%%

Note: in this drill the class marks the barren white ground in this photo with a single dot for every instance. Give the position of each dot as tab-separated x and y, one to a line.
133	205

%%
%%

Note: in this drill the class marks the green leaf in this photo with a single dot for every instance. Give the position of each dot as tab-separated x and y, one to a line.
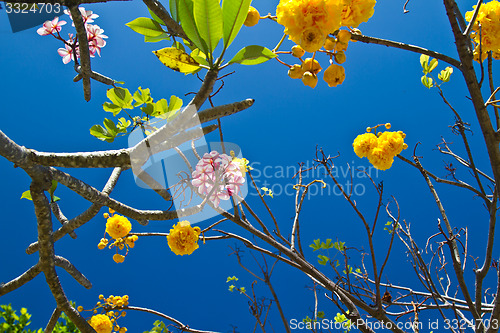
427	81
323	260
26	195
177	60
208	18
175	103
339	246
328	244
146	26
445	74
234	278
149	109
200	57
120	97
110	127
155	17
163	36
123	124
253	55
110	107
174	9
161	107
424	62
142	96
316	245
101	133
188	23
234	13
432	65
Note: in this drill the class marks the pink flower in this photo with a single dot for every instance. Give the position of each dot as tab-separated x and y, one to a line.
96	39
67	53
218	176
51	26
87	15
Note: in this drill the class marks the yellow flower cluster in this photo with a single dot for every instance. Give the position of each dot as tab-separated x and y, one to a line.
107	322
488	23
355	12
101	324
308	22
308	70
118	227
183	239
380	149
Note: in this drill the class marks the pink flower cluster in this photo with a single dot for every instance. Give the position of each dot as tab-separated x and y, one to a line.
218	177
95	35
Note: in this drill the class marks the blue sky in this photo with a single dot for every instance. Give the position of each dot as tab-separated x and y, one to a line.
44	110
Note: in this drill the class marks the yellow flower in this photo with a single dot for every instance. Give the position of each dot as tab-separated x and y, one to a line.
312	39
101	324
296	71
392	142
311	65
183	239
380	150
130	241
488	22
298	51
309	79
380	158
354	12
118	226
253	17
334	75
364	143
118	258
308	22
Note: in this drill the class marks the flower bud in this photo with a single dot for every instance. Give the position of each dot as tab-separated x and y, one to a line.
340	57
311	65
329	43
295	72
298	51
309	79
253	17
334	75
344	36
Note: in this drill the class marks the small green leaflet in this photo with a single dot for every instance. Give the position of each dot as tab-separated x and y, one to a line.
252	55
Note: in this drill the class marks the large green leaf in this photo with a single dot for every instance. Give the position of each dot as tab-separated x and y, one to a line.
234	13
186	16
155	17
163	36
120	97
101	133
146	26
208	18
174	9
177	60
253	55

%%
%%

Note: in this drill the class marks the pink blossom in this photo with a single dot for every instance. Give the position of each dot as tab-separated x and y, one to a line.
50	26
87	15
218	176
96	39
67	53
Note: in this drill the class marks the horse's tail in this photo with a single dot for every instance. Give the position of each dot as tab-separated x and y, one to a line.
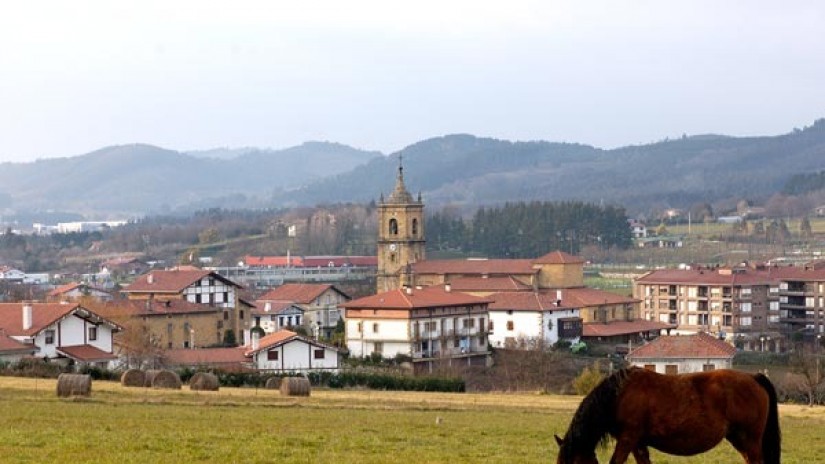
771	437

%%

Goal:
Please gather every line of the data above that contains the string "yellow", matching case exactly, and copy each such line.

Correct response:
Note: in this drill the class marks the yellow flower cluster in this photo with a single dot for every instance. Give the position of each dot as tab-separated x and y, one to a line.
Note: in this drill the class marks the yellow flower in this photo with a single dot for every instance. Give the position of each dot as tab-separated x and y, one to a line.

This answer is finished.